▶ **WHAT YOU ARE ASKED TO DO**: List every line of the data below that contains the word "rough", reproducing each such line in full.

□ □ □

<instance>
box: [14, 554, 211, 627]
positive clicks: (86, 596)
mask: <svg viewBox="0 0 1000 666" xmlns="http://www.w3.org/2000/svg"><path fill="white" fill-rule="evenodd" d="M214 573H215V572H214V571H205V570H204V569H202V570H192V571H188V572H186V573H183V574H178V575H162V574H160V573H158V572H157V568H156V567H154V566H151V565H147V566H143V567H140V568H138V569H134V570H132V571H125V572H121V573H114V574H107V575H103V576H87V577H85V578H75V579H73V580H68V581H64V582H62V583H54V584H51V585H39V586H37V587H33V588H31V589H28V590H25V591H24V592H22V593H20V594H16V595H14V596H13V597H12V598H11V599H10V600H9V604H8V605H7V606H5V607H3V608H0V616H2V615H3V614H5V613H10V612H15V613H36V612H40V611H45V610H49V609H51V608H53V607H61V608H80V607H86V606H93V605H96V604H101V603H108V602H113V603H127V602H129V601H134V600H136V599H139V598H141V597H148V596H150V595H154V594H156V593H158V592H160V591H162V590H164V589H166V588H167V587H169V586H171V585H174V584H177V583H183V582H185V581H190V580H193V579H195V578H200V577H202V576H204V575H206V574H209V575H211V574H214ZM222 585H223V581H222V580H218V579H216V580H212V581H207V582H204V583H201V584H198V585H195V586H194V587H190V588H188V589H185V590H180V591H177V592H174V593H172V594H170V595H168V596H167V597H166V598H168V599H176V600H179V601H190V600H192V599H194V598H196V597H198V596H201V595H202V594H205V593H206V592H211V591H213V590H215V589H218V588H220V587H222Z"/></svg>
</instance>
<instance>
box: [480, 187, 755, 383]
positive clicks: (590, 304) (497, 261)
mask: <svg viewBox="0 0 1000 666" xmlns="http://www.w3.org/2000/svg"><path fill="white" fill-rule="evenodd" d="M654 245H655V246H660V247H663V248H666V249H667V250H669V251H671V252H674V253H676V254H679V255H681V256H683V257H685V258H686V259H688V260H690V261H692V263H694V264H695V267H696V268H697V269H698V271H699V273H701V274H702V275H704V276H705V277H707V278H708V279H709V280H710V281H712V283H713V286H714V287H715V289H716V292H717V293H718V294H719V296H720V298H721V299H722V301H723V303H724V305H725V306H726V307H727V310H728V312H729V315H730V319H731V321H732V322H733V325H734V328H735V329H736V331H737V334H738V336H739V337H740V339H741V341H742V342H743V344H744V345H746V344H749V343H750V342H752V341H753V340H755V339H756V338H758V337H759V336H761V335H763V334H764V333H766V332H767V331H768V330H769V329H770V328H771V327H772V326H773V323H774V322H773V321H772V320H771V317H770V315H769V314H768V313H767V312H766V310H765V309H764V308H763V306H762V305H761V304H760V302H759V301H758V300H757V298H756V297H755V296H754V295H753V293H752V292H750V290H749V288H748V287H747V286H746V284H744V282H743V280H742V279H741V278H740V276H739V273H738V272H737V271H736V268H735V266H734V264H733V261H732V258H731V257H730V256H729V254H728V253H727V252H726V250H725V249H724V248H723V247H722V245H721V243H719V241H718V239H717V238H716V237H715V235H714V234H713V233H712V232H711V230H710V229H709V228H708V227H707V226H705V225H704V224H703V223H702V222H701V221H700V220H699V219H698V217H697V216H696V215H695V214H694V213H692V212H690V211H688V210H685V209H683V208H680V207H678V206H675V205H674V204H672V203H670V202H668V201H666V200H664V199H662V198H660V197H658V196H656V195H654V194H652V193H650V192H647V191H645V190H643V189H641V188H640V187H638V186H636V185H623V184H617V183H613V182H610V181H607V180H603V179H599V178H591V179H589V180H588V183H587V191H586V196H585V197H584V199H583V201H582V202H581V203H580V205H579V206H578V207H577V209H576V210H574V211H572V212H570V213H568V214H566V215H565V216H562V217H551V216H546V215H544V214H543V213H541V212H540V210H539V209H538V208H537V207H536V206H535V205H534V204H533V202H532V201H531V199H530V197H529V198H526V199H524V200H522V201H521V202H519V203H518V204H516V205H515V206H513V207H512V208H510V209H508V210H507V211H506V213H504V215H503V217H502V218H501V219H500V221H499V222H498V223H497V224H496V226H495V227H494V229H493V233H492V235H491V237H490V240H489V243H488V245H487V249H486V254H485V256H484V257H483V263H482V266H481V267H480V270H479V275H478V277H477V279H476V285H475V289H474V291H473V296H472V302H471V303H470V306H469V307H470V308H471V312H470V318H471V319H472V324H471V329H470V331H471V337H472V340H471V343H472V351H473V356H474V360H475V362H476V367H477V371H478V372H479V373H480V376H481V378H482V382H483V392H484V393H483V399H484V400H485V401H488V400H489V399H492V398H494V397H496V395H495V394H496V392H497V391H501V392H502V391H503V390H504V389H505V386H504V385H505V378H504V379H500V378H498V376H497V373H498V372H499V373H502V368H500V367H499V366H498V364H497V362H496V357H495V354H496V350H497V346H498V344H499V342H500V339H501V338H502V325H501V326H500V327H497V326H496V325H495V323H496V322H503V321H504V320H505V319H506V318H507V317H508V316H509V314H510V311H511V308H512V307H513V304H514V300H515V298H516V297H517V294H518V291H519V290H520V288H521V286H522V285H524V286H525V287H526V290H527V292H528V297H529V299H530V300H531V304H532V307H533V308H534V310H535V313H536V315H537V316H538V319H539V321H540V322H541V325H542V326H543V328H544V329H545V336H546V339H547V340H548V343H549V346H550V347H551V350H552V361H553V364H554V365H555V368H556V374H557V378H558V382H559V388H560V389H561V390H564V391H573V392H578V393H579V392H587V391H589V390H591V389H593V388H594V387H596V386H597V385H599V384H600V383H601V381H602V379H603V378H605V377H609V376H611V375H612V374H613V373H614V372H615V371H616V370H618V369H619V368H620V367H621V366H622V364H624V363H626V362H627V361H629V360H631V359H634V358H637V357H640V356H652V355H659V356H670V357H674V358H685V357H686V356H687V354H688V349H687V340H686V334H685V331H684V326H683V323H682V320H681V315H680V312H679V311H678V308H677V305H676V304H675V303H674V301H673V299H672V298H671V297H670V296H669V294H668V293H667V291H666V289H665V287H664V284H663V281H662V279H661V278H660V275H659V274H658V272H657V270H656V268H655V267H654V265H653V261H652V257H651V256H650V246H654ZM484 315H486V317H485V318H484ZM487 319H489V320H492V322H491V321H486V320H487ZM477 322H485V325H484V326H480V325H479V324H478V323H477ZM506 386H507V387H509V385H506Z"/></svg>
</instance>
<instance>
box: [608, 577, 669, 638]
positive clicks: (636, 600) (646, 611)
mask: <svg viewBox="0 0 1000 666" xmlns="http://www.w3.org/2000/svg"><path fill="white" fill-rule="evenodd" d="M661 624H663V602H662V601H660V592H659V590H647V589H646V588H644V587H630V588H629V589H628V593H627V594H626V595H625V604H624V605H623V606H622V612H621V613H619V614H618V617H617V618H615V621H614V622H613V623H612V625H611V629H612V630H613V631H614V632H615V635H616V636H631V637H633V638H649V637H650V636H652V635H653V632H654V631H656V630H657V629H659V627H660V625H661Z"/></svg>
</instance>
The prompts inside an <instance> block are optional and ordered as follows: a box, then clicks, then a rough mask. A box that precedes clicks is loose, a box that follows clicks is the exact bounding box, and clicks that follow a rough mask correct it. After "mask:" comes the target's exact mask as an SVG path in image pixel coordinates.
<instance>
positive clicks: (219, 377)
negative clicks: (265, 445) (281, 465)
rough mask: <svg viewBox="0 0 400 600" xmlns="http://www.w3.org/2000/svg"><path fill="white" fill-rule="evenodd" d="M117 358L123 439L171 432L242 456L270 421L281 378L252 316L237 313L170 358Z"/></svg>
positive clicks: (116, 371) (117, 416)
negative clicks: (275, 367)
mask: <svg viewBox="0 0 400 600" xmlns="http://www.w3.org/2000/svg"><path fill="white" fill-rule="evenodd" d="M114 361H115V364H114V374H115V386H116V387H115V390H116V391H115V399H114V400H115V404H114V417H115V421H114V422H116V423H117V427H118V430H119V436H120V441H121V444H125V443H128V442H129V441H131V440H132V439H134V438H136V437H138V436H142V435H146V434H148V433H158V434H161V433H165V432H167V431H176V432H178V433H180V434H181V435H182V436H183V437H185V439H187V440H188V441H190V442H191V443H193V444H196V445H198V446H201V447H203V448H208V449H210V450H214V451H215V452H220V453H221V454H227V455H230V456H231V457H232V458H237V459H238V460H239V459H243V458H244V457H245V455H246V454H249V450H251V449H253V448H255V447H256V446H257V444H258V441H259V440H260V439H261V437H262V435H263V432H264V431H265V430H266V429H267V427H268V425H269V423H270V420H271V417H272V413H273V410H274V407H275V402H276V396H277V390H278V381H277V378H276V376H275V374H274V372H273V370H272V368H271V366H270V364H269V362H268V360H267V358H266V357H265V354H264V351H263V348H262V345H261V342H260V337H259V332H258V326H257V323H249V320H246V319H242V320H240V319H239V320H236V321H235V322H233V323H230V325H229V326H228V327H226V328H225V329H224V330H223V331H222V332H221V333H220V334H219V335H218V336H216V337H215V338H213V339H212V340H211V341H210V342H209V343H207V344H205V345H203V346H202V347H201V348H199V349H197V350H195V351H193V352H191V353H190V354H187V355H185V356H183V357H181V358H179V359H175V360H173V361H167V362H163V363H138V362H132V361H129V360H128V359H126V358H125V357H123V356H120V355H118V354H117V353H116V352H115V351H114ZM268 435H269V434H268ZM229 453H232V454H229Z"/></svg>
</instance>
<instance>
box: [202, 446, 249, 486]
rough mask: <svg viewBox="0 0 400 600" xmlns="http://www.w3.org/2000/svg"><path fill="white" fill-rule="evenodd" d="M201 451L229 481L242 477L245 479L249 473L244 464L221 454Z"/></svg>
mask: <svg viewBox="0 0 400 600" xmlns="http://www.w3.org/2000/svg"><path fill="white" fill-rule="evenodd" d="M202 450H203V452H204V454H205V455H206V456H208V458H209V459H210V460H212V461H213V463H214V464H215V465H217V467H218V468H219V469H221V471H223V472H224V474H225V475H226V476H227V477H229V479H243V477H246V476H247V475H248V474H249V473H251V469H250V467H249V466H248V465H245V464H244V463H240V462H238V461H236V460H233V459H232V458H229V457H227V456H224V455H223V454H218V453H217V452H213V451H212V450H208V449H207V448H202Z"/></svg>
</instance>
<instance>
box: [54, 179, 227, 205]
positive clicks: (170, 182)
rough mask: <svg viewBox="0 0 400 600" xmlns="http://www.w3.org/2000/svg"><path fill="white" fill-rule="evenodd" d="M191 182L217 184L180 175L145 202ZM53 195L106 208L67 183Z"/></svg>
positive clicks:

□ □ □

▶ **SOLUTION**:
The prompts inside an <instance> block are optional and ordered as follows: a box, then clicks, then a rough mask. A box that precedes clicks is loose, a box that follows clicks is the exact bounding box, and clicks that follow a rough mask correct it. After "mask:" comes the target's exact mask as an SVG path in image pixel coordinates.
rough mask: <svg viewBox="0 0 400 600" xmlns="http://www.w3.org/2000/svg"><path fill="white" fill-rule="evenodd" d="M117 358L123 439L171 432L242 456L270 421L281 378L252 316L237 313L170 358Z"/></svg>
rough mask: <svg viewBox="0 0 400 600" xmlns="http://www.w3.org/2000/svg"><path fill="white" fill-rule="evenodd" d="M201 451L229 481L242 477L245 479L249 473L244 464L221 454Z"/></svg>
rough mask: <svg viewBox="0 0 400 600" xmlns="http://www.w3.org/2000/svg"><path fill="white" fill-rule="evenodd" d="M191 182L217 184L180 175L145 202ZM53 195L106 208L67 183Z"/></svg>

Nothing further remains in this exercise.